ACTIVITY
Word for word, set down the entries below.

SUPPLIED RECORDS

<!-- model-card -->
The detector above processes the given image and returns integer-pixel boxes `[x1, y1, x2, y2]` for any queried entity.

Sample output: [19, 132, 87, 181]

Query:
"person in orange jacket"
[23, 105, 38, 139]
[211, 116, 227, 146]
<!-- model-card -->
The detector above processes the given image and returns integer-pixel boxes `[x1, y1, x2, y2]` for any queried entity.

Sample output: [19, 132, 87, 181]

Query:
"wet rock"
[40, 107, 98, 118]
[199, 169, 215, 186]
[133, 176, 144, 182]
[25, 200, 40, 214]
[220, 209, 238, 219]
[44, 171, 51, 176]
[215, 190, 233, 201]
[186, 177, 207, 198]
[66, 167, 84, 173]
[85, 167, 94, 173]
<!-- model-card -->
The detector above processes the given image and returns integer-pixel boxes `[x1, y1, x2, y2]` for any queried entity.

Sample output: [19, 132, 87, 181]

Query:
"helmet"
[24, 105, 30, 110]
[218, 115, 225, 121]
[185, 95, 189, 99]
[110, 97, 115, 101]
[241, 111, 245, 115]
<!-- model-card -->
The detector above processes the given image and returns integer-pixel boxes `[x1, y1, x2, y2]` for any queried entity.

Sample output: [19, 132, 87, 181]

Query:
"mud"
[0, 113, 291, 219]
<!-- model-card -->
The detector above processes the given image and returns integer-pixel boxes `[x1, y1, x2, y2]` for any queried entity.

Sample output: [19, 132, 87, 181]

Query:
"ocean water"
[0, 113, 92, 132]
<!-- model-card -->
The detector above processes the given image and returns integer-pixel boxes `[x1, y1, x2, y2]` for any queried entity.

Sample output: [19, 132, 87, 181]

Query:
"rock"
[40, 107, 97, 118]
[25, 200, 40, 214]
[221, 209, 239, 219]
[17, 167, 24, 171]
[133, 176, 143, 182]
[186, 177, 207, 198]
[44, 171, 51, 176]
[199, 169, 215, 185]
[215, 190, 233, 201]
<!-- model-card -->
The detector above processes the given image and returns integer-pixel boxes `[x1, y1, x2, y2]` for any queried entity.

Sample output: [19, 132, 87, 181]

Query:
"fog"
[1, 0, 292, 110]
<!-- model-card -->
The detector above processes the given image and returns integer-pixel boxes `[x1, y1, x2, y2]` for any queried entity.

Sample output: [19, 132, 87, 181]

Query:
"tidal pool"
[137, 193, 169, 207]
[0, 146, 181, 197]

SOLVED PROBLEM
<!-- model-card -->
The detector above processes the given image and returns integer-pixel boxes `[x1, y1, x2, y2]` for any queried entity.

Sample output: [19, 132, 87, 181]

Query:
"person in orange jacket"
[23, 105, 38, 139]
[211, 116, 227, 146]
<!-- model-card -->
The detector above processes the given image and returns integer-pixel boxes `[x1, y1, x2, y2]` for any queried entity.

Sample output: [19, 132, 87, 181]

Query:
"wet rock"
[40, 107, 98, 118]
[199, 169, 215, 186]
[133, 176, 144, 182]
[25, 200, 40, 214]
[220, 209, 238, 219]
[44, 171, 51, 176]
[215, 190, 233, 201]
[186, 177, 207, 198]
[66, 167, 84, 173]
[85, 167, 94, 173]
<!-- model-card -->
The detector above processes the given image and returns integer-pixel boxes `[x1, y1, x2, y2]` for any queried entity.

Sample output: [19, 132, 87, 181]

Query:
"helmet"
[24, 105, 30, 110]
[218, 115, 225, 121]
[185, 95, 189, 99]
[110, 97, 115, 101]
[241, 111, 245, 115]
<!-- model-card -->
The detector above processes the given image and returns integer-pixel boxes `[x1, y1, x2, y2]` for any queried entity.

Sample output: [19, 132, 87, 181]

Query:
"mud"
[0, 113, 291, 219]
<!-- model-card -->
The detector above processes the given image and returns integer-pixel boxes `[x1, y1, x2, y2]` for any queried entity.

Sample output: [19, 132, 87, 181]

Query:
"ocean water"
[0, 113, 92, 132]
<!-- model-card -->
The detector above processes the given image and returns integer-pixel boxes `[x1, y1, x2, y2]` for any queried entity.

Sample output: [19, 132, 87, 181]

Query:
"rock"
[40, 107, 97, 118]
[25, 200, 40, 214]
[221, 209, 239, 219]
[17, 167, 24, 171]
[133, 176, 143, 182]
[186, 177, 207, 198]
[44, 171, 51, 176]
[199, 169, 215, 185]
[215, 190, 233, 201]
<!-- model-card -->
The detector above processes the given image and returns integer-pixel boxes `[x1, y1, x2, y2]` for any queried entity.

Sample output: [19, 132, 87, 181]

Query:
"fog"
[1, 0, 292, 110]
<!-- model-card -->
The detector above processes the given image and returns integer-pixel boxes `[x1, y1, x2, y2]` for any queried entity.

Sample output: [19, 132, 87, 181]

Query:
"tidal pool"
[137, 193, 169, 207]
[0, 146, 181, 197]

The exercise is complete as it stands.